- Supplied passage
- Thirukkalur
- Thirukkolur Map showing Thirukkolur in Tamil Nadu
- Coordinates: 8°35′38″N 77°57′25″E﻿ / ﻿8.594°N 77.957°E
- Country: India
- State: Tamil Nadu
- District: Thoothukudi
- Taluk: Eral
- Named after: Vaithamanidhi Perumal Temple

Population (2011)
- • Total: 3,141
- Time zone: UTC+5:30
- PIN: 628 612

= Thirukkolur =

Thirukkolur (or Thirukalur ) is a village in Thoothukudi district in Tamil Nadu. The village is the location of the Sri Vaithamanidhi Perumal Temple.

It is situated 3 kilometres away from Alwarthirunagari. The village is approximately 30 kilometres away from Tirunelveli and approximately 35 kilometres away from Thoothukudi. The coordinates of Thirukkolur are 8.5949° N, 77.9582° E.

== Etymology ==
According to a Hindu legend, Kubera, the lord of wealth, was once cursed by Shiva for his lustful glance towards Parvati.Kubera soon realized his mistake and repented for his sin, seeking forgiveness from Shiva and Parvathi. They advised him to perform penance at Thirukkolur. After his penance, Vaithamanithi Perumal blessed him with great wealth again. Since it is the place (Tamil : ஊர்) where Kubera got (Tamil : கோள் - கொள்ளுதல்) his wealth (Tamil : திரு - செல்வம்), the name of this town was Thirukkolaur

Thiru (திரு) + Kol (கோள்) + Oor (ஊர்) = Thirukkolur (திருக்கோளூர்)

- Task item
In the Thirukkolur article, restate the part between "- • Total: 3,141" and "Vaithamanidhi Perumal Temple.", inclusive, switching "village" to "hamlet".

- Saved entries
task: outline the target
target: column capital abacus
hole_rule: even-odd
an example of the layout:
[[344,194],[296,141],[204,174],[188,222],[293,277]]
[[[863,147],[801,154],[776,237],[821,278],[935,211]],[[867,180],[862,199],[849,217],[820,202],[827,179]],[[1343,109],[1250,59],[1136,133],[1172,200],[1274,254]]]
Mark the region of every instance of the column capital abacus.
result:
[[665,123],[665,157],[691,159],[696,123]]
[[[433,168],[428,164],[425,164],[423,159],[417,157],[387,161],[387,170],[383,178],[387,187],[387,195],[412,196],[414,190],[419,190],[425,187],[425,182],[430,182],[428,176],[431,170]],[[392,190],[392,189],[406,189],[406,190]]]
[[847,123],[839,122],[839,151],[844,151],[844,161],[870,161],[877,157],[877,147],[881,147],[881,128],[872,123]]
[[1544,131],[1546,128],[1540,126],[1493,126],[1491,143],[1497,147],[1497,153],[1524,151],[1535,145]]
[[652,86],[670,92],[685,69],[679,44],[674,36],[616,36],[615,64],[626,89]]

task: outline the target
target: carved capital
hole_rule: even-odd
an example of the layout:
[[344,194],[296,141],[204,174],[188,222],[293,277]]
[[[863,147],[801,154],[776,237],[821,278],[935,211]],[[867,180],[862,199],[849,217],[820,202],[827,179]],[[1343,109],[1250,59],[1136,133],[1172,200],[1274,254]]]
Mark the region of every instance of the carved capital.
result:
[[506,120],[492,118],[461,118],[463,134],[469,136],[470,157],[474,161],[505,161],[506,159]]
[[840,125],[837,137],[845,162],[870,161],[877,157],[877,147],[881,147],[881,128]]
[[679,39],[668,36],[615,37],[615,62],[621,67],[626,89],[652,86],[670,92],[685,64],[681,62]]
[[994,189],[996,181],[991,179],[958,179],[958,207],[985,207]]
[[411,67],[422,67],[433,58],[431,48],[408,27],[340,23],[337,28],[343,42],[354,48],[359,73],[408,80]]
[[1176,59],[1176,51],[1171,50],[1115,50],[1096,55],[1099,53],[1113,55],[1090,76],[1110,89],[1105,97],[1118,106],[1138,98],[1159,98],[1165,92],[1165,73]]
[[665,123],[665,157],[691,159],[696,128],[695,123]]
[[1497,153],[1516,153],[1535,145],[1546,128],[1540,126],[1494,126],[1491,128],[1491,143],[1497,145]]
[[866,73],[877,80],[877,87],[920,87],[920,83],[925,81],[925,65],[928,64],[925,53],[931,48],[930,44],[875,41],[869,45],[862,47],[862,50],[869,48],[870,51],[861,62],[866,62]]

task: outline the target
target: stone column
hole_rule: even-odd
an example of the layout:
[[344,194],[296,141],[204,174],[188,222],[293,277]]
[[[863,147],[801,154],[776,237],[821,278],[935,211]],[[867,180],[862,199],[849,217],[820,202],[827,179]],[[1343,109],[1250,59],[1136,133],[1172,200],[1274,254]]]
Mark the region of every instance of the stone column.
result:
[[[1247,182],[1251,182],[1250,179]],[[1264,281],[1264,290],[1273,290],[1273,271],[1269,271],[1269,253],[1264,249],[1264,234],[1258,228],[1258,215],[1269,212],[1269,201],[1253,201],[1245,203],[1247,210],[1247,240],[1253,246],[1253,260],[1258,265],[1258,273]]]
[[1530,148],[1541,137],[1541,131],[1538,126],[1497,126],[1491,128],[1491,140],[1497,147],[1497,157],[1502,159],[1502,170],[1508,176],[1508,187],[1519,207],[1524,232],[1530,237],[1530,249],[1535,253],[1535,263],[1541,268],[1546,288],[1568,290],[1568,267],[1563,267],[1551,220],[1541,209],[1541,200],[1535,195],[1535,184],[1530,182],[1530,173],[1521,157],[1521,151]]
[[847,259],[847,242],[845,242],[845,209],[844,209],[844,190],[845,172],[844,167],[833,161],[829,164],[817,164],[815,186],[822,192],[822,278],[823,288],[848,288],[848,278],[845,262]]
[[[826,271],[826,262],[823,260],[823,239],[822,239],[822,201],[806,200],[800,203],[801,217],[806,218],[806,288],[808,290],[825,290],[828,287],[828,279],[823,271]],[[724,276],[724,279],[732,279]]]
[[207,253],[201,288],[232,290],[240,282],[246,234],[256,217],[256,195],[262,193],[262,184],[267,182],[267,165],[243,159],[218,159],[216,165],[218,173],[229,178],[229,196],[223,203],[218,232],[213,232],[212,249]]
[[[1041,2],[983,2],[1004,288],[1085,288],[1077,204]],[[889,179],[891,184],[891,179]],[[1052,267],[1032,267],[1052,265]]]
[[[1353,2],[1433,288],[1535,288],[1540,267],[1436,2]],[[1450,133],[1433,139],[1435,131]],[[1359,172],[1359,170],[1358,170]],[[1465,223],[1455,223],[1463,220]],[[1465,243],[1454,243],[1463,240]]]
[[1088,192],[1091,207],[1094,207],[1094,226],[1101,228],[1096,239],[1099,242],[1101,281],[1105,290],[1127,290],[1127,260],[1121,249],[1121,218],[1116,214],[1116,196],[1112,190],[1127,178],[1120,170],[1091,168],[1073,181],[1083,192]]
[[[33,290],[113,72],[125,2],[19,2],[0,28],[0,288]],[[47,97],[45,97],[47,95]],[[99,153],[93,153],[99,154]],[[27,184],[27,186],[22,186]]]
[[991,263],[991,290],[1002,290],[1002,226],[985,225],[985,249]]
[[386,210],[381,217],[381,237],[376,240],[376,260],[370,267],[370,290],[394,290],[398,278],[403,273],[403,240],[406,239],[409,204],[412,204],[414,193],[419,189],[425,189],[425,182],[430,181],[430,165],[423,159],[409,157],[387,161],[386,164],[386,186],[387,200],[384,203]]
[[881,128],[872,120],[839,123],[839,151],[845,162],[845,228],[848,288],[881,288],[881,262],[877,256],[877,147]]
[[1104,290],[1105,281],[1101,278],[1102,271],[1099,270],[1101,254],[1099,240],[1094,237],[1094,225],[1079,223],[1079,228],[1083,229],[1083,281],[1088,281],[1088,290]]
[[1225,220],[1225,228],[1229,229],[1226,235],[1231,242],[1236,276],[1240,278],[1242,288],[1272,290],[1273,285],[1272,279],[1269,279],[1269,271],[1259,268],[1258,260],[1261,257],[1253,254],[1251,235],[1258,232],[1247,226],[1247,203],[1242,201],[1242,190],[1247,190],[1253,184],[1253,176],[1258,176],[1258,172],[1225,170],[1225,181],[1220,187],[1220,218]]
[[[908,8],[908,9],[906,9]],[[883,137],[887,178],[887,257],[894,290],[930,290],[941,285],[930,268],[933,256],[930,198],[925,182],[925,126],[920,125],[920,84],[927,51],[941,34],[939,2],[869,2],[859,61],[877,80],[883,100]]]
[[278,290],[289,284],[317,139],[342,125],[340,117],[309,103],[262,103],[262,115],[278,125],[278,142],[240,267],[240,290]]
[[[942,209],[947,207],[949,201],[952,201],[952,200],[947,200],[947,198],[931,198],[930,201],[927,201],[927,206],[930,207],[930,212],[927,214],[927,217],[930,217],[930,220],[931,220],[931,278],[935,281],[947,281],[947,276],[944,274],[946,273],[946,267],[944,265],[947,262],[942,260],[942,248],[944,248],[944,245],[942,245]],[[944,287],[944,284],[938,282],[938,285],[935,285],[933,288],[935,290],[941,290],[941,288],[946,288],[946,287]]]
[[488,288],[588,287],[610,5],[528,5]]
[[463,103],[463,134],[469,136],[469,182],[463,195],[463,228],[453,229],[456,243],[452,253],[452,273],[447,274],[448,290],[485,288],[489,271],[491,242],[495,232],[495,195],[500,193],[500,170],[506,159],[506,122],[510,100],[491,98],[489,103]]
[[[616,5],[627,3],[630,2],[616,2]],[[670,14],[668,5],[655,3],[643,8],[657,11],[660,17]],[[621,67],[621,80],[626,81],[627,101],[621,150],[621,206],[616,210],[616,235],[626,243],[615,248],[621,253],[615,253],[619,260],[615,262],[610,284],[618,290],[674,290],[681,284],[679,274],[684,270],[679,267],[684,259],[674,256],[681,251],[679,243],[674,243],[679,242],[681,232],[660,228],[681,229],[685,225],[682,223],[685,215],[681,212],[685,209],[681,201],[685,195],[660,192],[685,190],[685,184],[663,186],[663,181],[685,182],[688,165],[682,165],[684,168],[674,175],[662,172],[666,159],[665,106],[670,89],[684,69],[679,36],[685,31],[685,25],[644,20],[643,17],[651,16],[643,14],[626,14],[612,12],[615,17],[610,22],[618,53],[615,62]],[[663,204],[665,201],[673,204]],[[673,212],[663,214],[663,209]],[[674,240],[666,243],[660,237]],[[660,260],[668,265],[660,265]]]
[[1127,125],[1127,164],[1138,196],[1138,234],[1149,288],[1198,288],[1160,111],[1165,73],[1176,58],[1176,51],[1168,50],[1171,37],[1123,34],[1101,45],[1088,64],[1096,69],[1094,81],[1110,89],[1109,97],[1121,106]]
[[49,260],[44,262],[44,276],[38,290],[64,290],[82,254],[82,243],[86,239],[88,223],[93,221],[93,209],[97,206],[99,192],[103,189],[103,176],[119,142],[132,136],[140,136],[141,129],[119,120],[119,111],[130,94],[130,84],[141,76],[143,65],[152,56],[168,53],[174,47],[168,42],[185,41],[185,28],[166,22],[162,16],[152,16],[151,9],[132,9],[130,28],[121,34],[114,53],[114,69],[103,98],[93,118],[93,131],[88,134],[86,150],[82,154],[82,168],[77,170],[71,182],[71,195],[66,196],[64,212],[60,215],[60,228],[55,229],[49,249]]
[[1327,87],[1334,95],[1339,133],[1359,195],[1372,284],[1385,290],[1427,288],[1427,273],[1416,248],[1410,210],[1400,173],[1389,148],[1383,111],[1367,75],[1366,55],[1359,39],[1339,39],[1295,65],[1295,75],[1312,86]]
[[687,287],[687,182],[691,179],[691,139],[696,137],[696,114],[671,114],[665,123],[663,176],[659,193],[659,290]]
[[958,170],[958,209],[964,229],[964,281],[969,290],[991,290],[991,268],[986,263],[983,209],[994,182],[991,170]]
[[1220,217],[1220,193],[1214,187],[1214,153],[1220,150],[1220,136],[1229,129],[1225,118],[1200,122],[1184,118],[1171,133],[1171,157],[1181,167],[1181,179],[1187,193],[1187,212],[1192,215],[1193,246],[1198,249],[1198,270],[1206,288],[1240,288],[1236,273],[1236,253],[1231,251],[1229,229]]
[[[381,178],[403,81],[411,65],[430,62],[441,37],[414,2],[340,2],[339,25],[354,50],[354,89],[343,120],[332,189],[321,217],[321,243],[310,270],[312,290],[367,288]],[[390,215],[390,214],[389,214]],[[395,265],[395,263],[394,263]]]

- Answer
- • Total: 3,141
- Time zone: UTC+5:30
- PIN: 628 612

= Thirukkolur =

Thirukkolur (or Thirukalur ) is a hamlet in Thoothukudi district in Tamil Nadu. The hamlet is the location of the Sri Vaithamanidhi Perumal Temple.